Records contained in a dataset
▬▬▬▬▬▬▬▬▬▬
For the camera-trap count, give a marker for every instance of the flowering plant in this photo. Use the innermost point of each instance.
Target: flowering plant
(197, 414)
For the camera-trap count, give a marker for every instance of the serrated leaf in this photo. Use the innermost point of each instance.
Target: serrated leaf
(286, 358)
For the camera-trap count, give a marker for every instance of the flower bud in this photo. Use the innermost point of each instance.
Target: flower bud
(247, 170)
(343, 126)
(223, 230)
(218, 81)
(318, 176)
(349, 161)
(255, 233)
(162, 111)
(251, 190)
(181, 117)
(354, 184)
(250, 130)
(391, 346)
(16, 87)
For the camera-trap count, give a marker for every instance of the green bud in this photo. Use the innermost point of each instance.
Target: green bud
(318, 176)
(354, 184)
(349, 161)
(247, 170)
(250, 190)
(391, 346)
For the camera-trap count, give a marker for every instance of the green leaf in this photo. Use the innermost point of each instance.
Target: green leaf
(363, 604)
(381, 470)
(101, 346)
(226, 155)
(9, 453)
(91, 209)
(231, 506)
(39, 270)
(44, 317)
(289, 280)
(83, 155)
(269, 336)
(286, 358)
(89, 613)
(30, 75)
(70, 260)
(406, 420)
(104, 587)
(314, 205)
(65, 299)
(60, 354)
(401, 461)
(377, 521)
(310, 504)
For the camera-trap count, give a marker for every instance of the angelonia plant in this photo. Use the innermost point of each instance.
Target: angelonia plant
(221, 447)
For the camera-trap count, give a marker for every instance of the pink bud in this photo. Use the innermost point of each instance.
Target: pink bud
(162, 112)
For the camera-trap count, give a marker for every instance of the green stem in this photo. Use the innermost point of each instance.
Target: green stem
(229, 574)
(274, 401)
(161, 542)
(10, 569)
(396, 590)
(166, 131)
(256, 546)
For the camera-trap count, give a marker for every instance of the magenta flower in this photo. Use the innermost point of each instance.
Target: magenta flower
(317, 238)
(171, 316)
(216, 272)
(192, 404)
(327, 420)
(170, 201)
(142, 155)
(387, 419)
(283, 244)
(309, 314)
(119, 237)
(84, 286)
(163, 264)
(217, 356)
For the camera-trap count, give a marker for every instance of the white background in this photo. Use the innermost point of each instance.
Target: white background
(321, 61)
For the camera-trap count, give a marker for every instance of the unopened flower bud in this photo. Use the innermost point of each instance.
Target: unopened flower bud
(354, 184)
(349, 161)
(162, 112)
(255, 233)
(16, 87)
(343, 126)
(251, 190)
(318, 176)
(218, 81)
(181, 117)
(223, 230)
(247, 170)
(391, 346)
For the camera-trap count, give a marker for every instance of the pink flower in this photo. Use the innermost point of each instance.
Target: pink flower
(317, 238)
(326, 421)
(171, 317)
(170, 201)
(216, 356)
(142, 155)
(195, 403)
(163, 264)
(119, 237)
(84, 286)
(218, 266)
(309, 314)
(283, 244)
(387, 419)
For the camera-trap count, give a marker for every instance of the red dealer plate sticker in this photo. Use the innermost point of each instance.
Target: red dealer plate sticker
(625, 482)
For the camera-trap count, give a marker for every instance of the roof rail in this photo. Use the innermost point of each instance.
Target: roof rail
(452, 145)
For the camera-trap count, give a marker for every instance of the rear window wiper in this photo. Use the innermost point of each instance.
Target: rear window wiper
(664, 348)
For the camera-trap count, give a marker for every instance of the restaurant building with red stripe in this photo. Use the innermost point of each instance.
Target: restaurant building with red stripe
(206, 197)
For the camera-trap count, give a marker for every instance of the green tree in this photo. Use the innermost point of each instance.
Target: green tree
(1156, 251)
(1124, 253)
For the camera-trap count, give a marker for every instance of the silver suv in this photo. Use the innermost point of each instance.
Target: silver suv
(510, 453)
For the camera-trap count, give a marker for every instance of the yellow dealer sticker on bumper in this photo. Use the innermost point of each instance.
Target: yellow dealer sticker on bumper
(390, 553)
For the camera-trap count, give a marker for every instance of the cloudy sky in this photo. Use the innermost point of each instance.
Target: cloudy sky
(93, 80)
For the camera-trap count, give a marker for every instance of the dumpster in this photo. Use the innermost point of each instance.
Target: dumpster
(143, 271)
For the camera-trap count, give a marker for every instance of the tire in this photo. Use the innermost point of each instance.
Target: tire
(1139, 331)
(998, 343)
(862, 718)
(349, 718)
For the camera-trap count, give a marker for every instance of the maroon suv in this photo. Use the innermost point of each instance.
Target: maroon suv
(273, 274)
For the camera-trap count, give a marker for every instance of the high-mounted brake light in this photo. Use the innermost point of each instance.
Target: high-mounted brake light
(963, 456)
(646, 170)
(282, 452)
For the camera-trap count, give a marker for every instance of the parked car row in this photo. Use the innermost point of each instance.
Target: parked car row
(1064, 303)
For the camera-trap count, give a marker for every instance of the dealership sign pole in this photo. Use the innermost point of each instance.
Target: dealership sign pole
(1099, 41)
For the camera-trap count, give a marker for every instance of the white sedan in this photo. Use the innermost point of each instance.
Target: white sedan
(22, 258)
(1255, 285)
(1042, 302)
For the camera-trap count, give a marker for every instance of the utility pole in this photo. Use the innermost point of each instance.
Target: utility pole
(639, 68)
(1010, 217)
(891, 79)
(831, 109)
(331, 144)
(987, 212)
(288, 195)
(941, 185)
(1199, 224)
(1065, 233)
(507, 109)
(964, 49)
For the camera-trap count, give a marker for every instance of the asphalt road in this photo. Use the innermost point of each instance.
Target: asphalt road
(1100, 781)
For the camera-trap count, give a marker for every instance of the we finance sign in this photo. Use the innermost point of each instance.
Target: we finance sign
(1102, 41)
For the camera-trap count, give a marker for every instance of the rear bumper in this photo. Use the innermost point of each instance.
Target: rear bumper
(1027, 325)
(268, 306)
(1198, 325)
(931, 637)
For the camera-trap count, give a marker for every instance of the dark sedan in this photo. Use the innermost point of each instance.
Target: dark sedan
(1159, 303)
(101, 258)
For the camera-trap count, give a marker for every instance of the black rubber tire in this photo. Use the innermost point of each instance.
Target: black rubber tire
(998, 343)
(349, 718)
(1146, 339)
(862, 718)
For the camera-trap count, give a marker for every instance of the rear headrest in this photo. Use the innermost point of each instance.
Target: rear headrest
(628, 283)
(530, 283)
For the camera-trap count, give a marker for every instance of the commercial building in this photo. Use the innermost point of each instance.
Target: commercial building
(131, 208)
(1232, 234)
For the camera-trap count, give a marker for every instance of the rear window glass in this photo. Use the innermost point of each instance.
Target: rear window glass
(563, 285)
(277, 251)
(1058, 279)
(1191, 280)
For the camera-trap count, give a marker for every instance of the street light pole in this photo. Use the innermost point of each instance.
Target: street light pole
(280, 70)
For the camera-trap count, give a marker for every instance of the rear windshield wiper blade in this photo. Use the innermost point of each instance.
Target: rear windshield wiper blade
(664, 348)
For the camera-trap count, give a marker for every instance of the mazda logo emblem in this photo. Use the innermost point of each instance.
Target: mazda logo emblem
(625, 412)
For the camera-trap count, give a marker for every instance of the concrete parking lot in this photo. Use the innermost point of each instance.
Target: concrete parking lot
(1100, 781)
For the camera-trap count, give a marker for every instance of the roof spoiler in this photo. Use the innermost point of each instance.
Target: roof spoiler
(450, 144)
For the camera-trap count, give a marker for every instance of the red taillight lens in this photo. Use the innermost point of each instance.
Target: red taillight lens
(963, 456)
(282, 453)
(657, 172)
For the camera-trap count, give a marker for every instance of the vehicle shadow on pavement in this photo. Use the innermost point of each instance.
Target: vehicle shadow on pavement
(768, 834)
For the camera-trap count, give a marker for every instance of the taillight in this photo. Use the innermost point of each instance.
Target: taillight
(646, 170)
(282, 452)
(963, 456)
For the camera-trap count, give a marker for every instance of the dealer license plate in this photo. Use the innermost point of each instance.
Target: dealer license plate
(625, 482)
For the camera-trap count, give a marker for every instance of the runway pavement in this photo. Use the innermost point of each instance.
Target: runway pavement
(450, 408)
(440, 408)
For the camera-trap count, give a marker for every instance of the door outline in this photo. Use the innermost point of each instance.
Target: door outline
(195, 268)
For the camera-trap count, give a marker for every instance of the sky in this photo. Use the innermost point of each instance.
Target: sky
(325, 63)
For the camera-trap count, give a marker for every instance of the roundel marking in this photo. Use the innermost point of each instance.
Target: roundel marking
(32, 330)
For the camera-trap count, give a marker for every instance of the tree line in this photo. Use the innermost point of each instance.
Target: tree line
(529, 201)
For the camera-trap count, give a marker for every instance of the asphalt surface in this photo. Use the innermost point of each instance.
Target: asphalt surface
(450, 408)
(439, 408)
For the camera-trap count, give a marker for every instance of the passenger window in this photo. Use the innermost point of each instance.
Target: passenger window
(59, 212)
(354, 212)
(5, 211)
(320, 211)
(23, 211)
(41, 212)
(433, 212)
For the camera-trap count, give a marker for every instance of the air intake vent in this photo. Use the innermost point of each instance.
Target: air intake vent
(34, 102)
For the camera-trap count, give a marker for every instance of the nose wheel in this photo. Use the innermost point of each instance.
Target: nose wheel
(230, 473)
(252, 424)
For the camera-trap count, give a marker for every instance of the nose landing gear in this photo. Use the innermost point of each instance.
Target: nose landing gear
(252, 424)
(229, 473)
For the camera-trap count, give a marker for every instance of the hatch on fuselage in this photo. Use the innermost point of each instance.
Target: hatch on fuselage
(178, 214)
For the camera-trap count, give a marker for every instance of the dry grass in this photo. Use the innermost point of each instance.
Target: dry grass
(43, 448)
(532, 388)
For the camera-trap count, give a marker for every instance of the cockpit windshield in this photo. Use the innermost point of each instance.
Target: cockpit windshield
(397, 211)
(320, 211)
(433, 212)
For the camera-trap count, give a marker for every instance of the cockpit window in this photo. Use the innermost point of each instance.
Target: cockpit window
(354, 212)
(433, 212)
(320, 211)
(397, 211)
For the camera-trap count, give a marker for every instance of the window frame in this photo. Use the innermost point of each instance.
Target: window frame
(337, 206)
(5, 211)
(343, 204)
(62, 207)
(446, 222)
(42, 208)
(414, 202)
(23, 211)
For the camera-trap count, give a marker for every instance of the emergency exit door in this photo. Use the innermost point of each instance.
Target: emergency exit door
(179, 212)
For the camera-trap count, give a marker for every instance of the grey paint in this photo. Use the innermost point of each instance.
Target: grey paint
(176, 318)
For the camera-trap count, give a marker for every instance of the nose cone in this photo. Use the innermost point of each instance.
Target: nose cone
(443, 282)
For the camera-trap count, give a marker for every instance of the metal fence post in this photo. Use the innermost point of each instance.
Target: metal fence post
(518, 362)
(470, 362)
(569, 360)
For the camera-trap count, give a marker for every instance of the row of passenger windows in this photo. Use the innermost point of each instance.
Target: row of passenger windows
▬▬▬▬▬▬▬▬▬▬
For the string "windows", tally the lines above that contain it and give only the figure.

2